PARTS OF THE EXERCISE
1. Write out every web address that appears in the speech recognition forum thread.
2. Render this sentence from the speech recognition forum thread in Spanish: "The main difference is that one acoustic model has a bunch of files."
3. Extend the speech recognition forum thread beyond its last sentence.

DOCUMENT TEXT
*-*-*

So it seems like the dictionary is in uppercase (which seems normal to me), but the SLM is in lowercase. I don't know whether there is a canonical dictionary for your SLM, but you could try to adjust the case of one of the files (such as tr '[:upper:]' '[:lower:]' < input.txt > output.txt).

The tricky part is that:

  • The phonemes must be uppercase, so if you convert the dictionary file to lowercase, the phonemes will be wrong
  • your SLM is binary so you can't process it with text utilities.

So what I'd do is start from the .lm file, convert it to uppercase, then regenerate the binary version. It is explained there: http://cmusphinx.sourceforge.net/wiki/tutoriallm

sphinx_lm_convert -i model.lm -o model.dmp

@nshmyrev do you have more input?

syl22-00 avatar Oct 15 '14 20:10 syl22-00

All above is not recommended. For US English we distribute cmu07a.dic as part of pocketsphinx sources which you can use with en-us generic acoustic model:

https://github.com/cmusphinx/pocketsphinx/blob/master/model/lm/en_US/cmu07a.dic

nshmyrev avatar Oct 15 '14 20:10 nshmyrev

Thanks @nshmyrev that could be the final step to make it work. I had always used cmudict/cmudict.0.7a from the subversion tree which is in uppercase.

syl22-00 avatar Oct 15 '14 20:10 syl22-00

@nshmyrev @syl22-00 I'm going to try that tonight! Will let you know how it goes :-)

willemmulder avatar Oct 16 '14 07:10 willemmulder

All right then... I got it working!

The only drawback is the terrible recognition ;-) Is there a recommended set of files (LM + DIC) that I could load that is sort of 'proven' to work?

And what is an acoustic model? What does it do? And how could I create one for say, Dutch?

What I understand right now is:

  • A dictionary defines a set of written words and their pronounciation (i.e. with a phonetic alphabet)
  • A language model defines which words are likely to occur after one another
  • An acoustic model eh... defines which phonetics resemble each other? (guessing here...)

willemmulder avatar Oct 23 '14 18:10 willemmulder

Congratulations for having it finally working!

I should have said it earlier, but the acoustic model provided in the repository is very small (200 senones, very few parameters, so not very accurate), and built on the RM1 corpus which is small. So if you want to make something that has good performance you should use a better one. @nshmyrev will probably know much better, but I guess you should try one of these: http://sourceforge.net/projects/cmusphinx/files/Acoustic%20and%20Language%20Models/US%20English%20Generic%20Acoustic%20Model/

Using them is similar to what you did for the dictionary and language model. The main difference is that one acoustic model has a bunch of files. You can place them inside one folder and give the folder name as parameter with -hmm, or give the individual files as parameters (-mdef, -variances, etc.).

Also I would say your understanding is quite correct. Just to clarify dictionary and acoustic model: There is a set of phonemes (40-something for English), the dictionary maps words to phoneme sequences, and the acoustic model describes the statistical distributions of the way people speak these phonemes.

*-*-*

SUPPLIED DATA
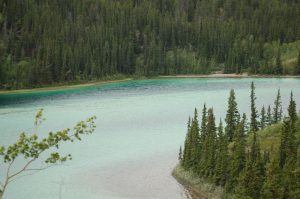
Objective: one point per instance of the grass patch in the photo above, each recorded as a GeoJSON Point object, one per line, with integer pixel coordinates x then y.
{"type": "Point", "coordinates": [198, 185]}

*-*-*

ANSWERS TO EACH TASK
1.
http://cmusphinx.sourceforge.net/wiki/tutoriallm
https://github.com/cmusphinx/pocketsphinx/blob/master/model/lm/en_US/cmu07a.dic
http://sourceforge.net/projects/cmusphinx/files/Acoustic%20and%20Language%20Models/US%20English%20Generic%20Acoustic%20Model/

2. La principal diferencia es que un modelo acústico tiene un montón de archivos.

3.
So if you want to recognize Dutch, you'll need dictionary, language and acoustic models for Dutch. I believe some already exist (http://sourceforge.net/projects/cmusphinx/files/Acoustic%20and%20Language%20Models/Dutch%20Voxforge/), or you can train them yourself. There is abundant documentation on how to do that on http://cmusphinx.org.

syl22-00 avatar Oct 23 '14 19:10 syl22-00

Thanks :-)

Quick iteration to verify that I understand correctly:

  • a waveform is translated into senones, based on the acoustic model (which describes ao how phones form certain senones in different contexts and how (from a waveform and context) it can be distilled which senone was likely to be 'meant')
  • senone sequences are mapped to words using the dictionary, whereby the search for possible words is limited (and thus quickened) using the statistical language model

A restricted acoustic model will cause the recognizer to make mistakes in mapping my actual speech (phones) to the right senones, and thus, the wrong words will be presented on the screen. Correct?

Let's see if I can get the -hmm option to work..!

Oh, and am is it correct that the pocketsphinx.js file already includes a acoustic model? Can I somehow get a 'raw' pocketsphinx.js file without an embedded acoustic model?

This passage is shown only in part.